Texte
——
Quand je suis arrivé au Liban en 2013, je ne savais pas si j’allais trouver du graffiti là-bas. Très vite, je me suis rendu compte qu’il y avait énormément d'œuvres de graffeurs locaux et internationaux car je reconnaissais des noms de gens dont je savais qu’ils n’étaient pas libanais. J'ai vu qu’il y avait de très belles peintures en plein milieu de la ville qui pourtant n’avaient pas été faites légalement. En effet, au Liban, le graffiti est dans une espèce de zone grise qui n’est ni légale ni illégale et il y a beaucoup de quartiers où l'on peut peindre comme on veut tant que l’on est gentil avec la population et que l’on essaie de faire quelque chose de joli. Cette situation permet de faire de grands graffs pendant quatre heures sur une avenue où passent des centaines de milliers de voitures par jour. Dans d’autres pays, en revanche, c’est très compliqué et il faut faire des choses plus simples et plus rapides, et parfois la nuit. Il y a eu cet espace au Liban où l’on parlait énormément à la population en faisant de la peinture. C’était une pratique du graffiti très apaisée, ouverte et sympathique par rapport à la scène parisienne qui, lorsque j’en faisais partie, était un peu violente et où les gens étaient très soupçonneux les uns envers les autres. Au Liban, j’ai vu qu’il pouvait y avoir un rapport très amical avec la population. J’ai aussi vu que je pouvais en faire un métier. J’ai commencé à être guide touristique autour du graff, je vendais mes graffitis sous forme d’autocollants, mais aussi de dessins et de toiles. À cette époque, j’étais aussi l’assistant d’un ami qui s’appelle EpS, un grand graffeur libanais. Je l’assistais sur des gros projets où nous peignons des murs de plusieurs dizaines, voire plusieurs centaines de mètres carrés pendant des semaines. De plus, j’ai été journaliste freelance et publié beaucoup d’interviews de graffeuses et de graffeurs. J’ai donc compris au Liban, à l’étranger, que le graffiti n’était pas seulement une passion mais pouvait aussi être la manière dont je gagnais ma vie. Cette étape a été fondamentale dans la suite de mon existence.
——
Consignes
A. Relevez, dans le récit sur le graffiti au Liban, les activités qui ont permis à la personne qui raconte de gagner sa vie là-bas.
B. Poursuivez le récit sur le graffiti au Liban après sa dernière phrase.

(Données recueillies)
——
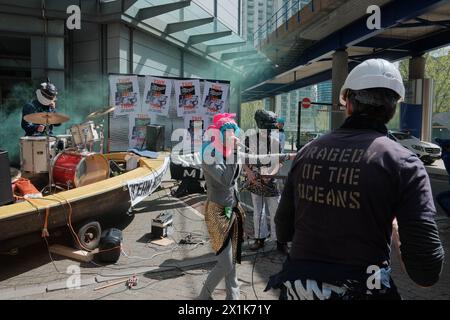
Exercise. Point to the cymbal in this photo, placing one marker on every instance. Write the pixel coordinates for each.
(101, 112)
(14, 173)
(46, 118)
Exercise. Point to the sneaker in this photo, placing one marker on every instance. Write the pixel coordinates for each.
(258, 244)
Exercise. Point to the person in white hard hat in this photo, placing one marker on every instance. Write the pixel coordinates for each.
(344, 191)
(45, 102)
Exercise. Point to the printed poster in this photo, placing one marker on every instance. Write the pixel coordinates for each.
(187, 93)
(125, 94)
(214, 98)
(157, 95)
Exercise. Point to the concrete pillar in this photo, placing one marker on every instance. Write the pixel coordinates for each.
(417, 68)
(339, 74)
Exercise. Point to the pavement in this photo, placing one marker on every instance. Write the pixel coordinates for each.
(176, 271)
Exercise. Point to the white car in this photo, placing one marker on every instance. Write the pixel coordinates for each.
(426, 151)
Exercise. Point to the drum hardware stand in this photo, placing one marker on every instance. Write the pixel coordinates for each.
(49, 162)
(102, 138)
(85, 140)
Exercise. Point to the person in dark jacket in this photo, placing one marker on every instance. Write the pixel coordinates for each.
(343, 194)
(45, 102)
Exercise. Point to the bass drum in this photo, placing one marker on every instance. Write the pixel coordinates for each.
(74, 169)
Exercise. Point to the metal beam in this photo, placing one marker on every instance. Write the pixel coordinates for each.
(243, 62)
(442, 23)
(153, 11)
(380, 42)
(127, 4)
(425, 44)
(199, 38)
(224, 46)
(238, 54)
(184, 25)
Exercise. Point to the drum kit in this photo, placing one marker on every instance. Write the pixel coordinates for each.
(66, 158)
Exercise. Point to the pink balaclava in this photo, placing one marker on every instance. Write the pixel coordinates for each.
(222, 122)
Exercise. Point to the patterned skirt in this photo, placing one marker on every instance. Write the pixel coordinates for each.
(220, 228)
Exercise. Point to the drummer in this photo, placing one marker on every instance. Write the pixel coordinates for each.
(45, 102)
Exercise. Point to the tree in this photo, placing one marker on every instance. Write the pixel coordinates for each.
(437, 67)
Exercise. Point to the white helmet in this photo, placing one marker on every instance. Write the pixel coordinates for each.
(374, 73)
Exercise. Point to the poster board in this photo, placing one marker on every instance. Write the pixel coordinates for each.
(123, 134)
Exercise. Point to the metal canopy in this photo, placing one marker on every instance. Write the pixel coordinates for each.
(208, 36)
(243, 62)
(184, 25)
(225, 46)
(392, 42)
(153, 11)
(237, 54)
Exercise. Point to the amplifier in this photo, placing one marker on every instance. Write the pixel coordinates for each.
(155, 138)
(162, 225)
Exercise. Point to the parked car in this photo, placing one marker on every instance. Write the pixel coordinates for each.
(426, 151)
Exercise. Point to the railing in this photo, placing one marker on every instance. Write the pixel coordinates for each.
(280, 17)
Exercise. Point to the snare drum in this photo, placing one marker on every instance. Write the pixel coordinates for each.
(63, 141)
(73, 169)
(84, 133)
(35, 153)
——
Réponses attendues
A.
- Guide touristique autour du graff
- Vente de ses graffitis sous forme d'autocollants, de dessins et de toiles
- Assistant d'EpS, un grand graffeur libanais, sur de gros projets de murs
- Journaliste freelance, avec la publication d'interviews de graffeuses et de graffeurs

B.
G : Qu’est-ce qui vous a donné l’idée du Graffiti Tour ? En quoi cela consiste-t-il ?
MEUH : L’idée de proposer ce tour m’était venue originellement à Beyrouth en emmenant des amis d’amis découvrir des coins secrets de la ville. Par la suite, ça consistait à conduire des gens sur certains trajets que j’avais imaginés dans Beyrouth afin de leur montrer les oeuvres des artistes locaux et parfois internationaux, toujours en attirant leur regard sur les différents styles ainsi qu’ en leur expliquant l’histoire du graffiti libanais, et en partageant des informations sur l’histoire de la ville. J’ai fini par le faire pour quelqu’un travaillant à l’Institut Français de Beyrouth, qui s’appelait François Tiger. Celui-ci a beaucoup aimé cette balade et il m’a proposé quelques mois plus tard d’en faire quelque chose de plus professionnel. J’ai donné mon premier tour officiel en septembre 2015 avec un ami à moi, Bilal Tarabey, qui donnait des conseils de street photography pendant la visite.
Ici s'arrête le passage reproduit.